[[ Source passage open ]]
Source: https://wcc.state.ct.us/crb/2017/6089crb.htm
Timestamp: 2019-04-22 16:35:46+00:00

Document:
The claimant was represented by Mark Merrow, Esq., Law Offices of Mark Merrow, LLC, 760 Saybrook Road, Middletown, CT 06457.
The respondents were represented by David Davis, Esq., McGann, Bartlett & Brown, LLC, 111 Founders Plaza, Suite 1201, East Hartford, CT 06108.
This Petition for Review1 from the March 24, 2016 Finding & Award of Daniel E. Dilzer, the Commissioner acting for the Second District, was heard January 27, 2017 before a Compensation Review Board panel consisting of the Commission Chairman John A. Mastropietro and Commissioners Christine L. Engel and Peter C. Mlynarczyk.
JOHN A. MASTROPIETRO, CHAIRMAN. The respondents have appealed from a March 24, 2016 Finding & Award which determined that the injuries the claimant, Rocko Magistri, sustained in an auto accident were compensable. The respondents argue that the Finding reached by the trial commissioner was in error because they believe that as the cause of the claimant’s auto accident was sleep apnea, the precedent in Kielbowicz v. Tilcon Connecticut, Inc., 5855 CRB-6-13-6 (June 12, 2014) made the claimant’s injury noncompensable. We disagree. We find that the facts herein are considerably different from Kielbowicz and support the trial Commissioner’s Finding that the employer was receiving a benefit from the claimant’s activities at the time of his injury. An injury sustained while performing a service for the employer is compensable. As a result, we affirm the Finding & Award.
[[ Source passage closed ]]
[[ Data open ]]
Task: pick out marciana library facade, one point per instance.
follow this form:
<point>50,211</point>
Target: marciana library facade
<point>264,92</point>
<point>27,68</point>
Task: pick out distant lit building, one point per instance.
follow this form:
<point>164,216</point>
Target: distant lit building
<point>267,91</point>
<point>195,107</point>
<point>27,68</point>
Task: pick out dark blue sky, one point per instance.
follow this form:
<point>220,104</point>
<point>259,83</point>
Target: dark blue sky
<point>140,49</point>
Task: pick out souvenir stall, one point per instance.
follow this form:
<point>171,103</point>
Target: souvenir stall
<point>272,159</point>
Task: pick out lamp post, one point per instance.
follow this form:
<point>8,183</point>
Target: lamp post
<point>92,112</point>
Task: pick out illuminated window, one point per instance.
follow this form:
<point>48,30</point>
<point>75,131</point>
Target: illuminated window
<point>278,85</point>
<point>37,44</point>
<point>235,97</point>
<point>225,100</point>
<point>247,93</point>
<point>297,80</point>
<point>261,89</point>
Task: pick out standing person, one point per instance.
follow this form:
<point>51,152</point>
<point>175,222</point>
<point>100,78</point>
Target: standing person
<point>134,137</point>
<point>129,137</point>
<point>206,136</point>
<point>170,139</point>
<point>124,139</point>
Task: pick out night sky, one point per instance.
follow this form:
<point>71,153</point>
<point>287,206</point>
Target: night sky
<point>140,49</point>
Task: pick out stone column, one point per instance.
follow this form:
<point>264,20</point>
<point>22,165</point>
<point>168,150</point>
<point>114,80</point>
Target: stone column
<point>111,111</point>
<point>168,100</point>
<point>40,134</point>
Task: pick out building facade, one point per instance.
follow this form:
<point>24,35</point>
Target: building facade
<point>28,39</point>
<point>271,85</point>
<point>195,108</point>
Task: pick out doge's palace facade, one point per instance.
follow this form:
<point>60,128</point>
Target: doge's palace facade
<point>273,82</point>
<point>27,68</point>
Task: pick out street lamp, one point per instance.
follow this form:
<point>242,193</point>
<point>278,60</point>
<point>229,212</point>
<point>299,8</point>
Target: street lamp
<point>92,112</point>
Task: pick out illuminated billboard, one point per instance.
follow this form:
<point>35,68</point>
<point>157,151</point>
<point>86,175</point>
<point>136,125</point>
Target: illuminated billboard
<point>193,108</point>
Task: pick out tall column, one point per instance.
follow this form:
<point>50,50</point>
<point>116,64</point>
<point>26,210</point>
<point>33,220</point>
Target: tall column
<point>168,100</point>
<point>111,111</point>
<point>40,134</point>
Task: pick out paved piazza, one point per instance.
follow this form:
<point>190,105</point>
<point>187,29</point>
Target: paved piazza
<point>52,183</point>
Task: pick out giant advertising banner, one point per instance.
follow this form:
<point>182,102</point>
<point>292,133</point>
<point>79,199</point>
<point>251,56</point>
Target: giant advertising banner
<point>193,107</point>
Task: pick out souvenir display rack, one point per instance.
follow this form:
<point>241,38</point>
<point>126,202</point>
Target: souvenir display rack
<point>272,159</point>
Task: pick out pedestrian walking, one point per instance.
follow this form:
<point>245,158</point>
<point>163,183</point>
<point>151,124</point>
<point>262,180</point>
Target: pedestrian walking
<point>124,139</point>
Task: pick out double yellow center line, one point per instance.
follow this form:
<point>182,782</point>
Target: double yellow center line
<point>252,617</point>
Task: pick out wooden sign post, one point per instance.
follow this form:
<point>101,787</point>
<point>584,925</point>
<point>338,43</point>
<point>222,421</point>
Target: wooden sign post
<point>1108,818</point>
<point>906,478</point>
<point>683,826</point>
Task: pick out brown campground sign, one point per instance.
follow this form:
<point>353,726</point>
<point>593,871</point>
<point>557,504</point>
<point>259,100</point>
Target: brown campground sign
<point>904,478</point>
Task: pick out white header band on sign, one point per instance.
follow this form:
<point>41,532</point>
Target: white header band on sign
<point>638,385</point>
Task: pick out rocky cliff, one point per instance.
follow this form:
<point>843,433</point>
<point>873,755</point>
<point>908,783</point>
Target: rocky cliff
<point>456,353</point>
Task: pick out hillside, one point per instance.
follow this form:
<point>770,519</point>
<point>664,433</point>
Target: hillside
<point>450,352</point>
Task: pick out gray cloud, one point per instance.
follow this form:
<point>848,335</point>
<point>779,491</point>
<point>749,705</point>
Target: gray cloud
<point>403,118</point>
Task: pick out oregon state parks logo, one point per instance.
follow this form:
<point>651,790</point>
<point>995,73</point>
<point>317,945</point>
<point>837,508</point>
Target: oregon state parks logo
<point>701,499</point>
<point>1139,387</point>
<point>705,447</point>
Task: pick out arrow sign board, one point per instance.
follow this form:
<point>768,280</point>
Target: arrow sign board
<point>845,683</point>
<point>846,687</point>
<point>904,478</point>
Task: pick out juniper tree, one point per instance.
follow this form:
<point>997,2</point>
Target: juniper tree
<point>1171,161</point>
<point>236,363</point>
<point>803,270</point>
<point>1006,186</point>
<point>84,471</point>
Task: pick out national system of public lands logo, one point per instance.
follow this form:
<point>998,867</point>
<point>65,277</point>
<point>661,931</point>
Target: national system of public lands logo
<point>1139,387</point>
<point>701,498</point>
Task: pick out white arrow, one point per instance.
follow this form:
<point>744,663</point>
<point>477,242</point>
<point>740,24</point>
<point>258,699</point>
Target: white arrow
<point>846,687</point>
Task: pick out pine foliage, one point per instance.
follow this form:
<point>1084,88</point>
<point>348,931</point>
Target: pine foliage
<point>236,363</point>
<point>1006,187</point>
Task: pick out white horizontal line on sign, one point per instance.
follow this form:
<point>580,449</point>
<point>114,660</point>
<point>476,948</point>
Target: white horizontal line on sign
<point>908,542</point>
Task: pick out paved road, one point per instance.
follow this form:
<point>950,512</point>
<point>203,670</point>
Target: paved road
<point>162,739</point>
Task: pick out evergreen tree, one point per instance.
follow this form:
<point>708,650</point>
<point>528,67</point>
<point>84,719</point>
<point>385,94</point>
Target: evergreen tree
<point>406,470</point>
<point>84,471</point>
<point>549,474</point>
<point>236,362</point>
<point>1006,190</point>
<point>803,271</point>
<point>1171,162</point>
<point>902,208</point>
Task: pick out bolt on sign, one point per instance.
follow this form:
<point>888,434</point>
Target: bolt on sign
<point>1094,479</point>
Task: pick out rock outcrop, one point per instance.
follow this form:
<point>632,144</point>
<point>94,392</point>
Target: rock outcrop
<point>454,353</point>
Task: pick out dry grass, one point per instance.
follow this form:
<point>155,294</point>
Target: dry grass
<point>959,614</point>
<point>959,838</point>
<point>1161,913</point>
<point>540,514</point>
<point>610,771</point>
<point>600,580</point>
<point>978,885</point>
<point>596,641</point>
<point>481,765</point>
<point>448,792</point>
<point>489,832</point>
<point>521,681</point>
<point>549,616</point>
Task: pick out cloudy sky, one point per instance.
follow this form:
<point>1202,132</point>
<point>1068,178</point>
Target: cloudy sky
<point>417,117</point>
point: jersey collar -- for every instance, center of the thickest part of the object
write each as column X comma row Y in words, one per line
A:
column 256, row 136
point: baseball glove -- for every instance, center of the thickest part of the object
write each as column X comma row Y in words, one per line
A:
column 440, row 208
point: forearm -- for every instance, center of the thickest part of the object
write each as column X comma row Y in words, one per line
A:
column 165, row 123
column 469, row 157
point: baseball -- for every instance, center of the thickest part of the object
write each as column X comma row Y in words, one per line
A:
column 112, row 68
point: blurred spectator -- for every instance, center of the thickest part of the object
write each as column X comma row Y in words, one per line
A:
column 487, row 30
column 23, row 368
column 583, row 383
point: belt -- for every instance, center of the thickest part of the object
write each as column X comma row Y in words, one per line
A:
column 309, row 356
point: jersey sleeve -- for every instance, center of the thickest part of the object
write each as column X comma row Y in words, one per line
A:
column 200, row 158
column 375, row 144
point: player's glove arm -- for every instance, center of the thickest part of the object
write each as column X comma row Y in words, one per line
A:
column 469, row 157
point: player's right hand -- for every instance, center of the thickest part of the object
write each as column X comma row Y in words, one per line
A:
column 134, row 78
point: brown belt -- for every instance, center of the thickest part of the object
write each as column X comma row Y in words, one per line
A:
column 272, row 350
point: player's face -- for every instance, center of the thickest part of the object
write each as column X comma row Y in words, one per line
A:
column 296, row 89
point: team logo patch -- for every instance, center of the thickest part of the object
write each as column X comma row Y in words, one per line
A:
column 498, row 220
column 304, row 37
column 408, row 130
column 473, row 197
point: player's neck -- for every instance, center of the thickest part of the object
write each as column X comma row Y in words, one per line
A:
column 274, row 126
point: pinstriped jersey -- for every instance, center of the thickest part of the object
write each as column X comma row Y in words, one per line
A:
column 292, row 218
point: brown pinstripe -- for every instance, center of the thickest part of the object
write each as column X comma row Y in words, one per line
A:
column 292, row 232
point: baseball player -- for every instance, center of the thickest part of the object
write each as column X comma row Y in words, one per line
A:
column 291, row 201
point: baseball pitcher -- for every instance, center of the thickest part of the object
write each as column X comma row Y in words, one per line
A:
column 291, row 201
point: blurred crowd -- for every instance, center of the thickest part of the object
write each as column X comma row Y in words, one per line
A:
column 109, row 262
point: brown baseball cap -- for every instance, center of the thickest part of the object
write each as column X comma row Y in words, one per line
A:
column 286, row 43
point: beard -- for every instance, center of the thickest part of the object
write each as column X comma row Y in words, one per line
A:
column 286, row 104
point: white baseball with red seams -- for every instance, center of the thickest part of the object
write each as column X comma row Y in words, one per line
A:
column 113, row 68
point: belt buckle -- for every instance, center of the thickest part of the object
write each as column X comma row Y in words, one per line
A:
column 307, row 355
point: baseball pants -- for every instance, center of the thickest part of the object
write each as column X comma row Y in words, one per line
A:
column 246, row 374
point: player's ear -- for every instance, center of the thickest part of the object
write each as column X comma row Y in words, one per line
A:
[[ Data closed ]]
* _What the task requires_
Please give the part of the Compensation Review Board decision that opens with the words containing "This Petition for" and closes with "Peter C. Mlynarczyk." again, replacing "Second District" with "Third District".

* _Answer for this exercise_
This Petition for Review1 from the March 24, 2016 Finding & Award of Daniel E. Dilzer, the Commissioner acting for the Third District, was heard January 27, 2017 before a Compensation Review Board panel consisting of the Commission Chairman John A. Mastropietro and Commissioners Christine L. Engel and Peter C. Mlynarczyk.